++++ SELECTED TEXT ++++

US12617296B2US 12617296 B2US12617296 B2US 12617296B2US-12617296-B2

Abstract

A hybrid powertrain system and method includes a prime mover driving a generator/motor to produce an AC power output. The AC power output is applied to a rectifier which is controlled to transform the applied AC power to DC power to supply a DC Power bus at a selected voltage and current. An energy storage device is also connected to the DC power bus and the current flow between the energy storage device and the DC power bus is monitored and compared to preselected values and the results of that comparison are used to alter the operation of the rectifier to increase or decrease, as needed, the current provided to the DC power bus as electrical loads on the DC power bus change.

Inventors

  • Matthew McRoberts
  • Joseph Kinsella
  • John Biskey
  • Carl Engelmann

Assignees

  • PEGASUS AERONAUTICS CORPORATION

Dates

Publication Date
20260505
Application Date
20241216

Claims (12)

  1. 1 . An unmanned aerial vehicle comprising: at least one rotor electrically coupled to a DC power bus and operable to generate aerodynamic lift, the rotor powered by direct current from the DC power bus; and a hybrid powertrain system comprising: an energy storage device electrically coupled to the DC power bus; a prime mover operable to combust a fuel and produce a rotational output; an engine controller controlling the operating parameters of the prime mover, including at least its operating speed; a generator/motor operable, in a first state, to produce an electrical alternating current when rotated by the rotational output of the prime mover and operable, in a second state, to produce a rotational output to rotate the prime mover when provided with an electrical alternating current input; an active rectifier operable in a first state to convert the electrical alternating current produced by the generator/motor into the direct current at a selected voltage and to provide that direct current to the DC power bus and operable in a second state to invert direct current energy provided from the energy storage device into an alternating current which can be provided to the generator/motor; and a generator control unit operable to select the state of the active rectifier and to select the voltage of the direct current provided to the DC power bus; wherein the operation of the prime mover can be suspended for a selected period of time, during which power is supplied to the DC power bus from the energy storage device, after which alternating current power, inverted from the direct current power from the energy storage device by the active rectifier, is applied to the generator/motor to rotate the prime mover and the engine controller operates to restart the prime mover.

++++ EXCERPTED RECORDS ++++

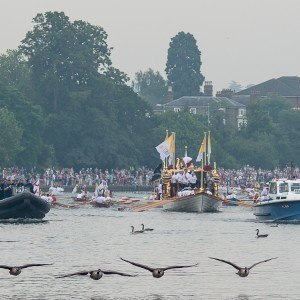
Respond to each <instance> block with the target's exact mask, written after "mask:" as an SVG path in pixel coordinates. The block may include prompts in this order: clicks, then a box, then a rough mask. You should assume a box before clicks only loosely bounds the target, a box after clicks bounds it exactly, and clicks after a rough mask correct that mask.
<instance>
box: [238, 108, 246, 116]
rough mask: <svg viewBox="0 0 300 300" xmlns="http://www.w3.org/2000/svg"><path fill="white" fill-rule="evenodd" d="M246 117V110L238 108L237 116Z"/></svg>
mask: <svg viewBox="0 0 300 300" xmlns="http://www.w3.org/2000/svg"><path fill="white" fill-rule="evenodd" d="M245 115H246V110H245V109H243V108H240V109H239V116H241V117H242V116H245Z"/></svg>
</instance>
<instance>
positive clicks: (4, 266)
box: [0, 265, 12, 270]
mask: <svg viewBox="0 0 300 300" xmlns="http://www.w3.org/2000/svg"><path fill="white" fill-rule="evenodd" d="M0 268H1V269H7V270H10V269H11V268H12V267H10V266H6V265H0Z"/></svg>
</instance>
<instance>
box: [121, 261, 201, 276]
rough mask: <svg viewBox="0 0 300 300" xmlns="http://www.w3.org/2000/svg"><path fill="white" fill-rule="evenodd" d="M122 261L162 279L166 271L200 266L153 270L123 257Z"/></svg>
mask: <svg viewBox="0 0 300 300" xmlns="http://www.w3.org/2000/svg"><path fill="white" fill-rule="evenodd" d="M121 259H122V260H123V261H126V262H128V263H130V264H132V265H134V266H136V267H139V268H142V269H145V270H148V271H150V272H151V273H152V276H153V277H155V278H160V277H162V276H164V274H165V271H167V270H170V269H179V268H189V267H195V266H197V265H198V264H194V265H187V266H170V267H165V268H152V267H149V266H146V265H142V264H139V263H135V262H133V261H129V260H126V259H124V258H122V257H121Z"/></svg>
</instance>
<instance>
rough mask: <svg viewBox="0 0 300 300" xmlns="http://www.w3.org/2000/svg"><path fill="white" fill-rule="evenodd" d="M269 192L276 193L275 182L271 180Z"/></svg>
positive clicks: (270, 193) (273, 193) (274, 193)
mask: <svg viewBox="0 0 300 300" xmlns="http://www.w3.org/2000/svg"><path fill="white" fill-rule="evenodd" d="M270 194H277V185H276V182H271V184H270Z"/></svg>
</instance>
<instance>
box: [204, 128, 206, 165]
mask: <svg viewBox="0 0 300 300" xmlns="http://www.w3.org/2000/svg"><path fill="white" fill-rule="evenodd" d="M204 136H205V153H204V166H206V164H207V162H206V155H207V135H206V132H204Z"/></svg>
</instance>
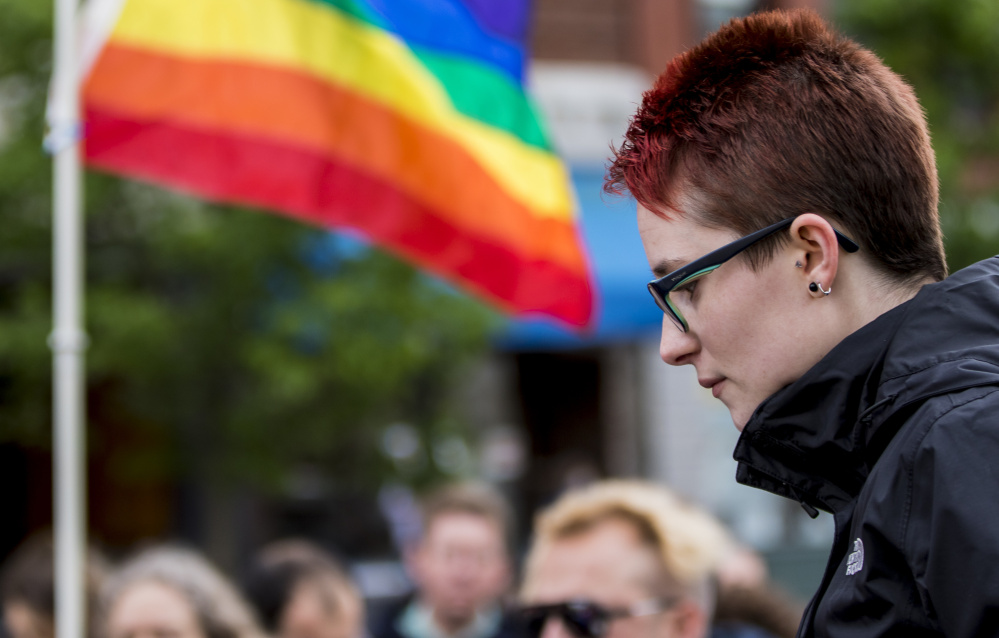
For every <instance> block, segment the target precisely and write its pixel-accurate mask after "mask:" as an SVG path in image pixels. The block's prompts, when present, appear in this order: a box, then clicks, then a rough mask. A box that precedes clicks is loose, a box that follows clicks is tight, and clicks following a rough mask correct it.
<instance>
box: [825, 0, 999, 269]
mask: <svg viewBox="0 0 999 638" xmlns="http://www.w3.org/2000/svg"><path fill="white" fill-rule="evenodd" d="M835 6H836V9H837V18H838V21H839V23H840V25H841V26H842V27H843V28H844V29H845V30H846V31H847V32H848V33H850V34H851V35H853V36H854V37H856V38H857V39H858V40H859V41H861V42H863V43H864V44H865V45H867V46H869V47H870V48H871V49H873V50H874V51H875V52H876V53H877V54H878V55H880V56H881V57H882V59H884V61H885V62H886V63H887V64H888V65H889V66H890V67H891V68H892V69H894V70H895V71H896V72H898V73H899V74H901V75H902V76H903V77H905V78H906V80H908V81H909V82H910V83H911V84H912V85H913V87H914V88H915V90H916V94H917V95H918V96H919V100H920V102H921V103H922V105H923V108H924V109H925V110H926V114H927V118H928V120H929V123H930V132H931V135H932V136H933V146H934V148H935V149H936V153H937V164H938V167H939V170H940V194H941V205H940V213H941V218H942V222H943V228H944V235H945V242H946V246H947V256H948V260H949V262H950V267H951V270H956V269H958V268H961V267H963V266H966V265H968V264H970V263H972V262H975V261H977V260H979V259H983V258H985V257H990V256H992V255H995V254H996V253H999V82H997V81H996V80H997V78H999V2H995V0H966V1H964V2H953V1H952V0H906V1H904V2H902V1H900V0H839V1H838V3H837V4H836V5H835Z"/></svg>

++++

**DIRECTIONS:** Copy the passage of the hybrid powertrain patent text that starts at "US12617296B2US 12617296 B2US12617296" and ends at "power bus change.".

**RESPONSE AREA:**
US12617296B2US 12617296 B2US12617296 B2US 12617296B2US-12617296-B2

Abstract

A hybrid powertrain system and method includes a prime mover driving a generator/motor to produce an AC power output. The AC power output is applied to a rectifier which is controlled to transform the applied AC power to DC power to supply a DC Power bus at a selected voltage and current. An energy storage device is also connected to the DC power bus and the current flow between the energy storage device and the DC power bus is monitored and compared to preselected values and the results of that comparison are used to alter the operation of the rectifier to increase or decrease, as needed, the current provided to the DC power bus as electrical loads on the DC power bus change.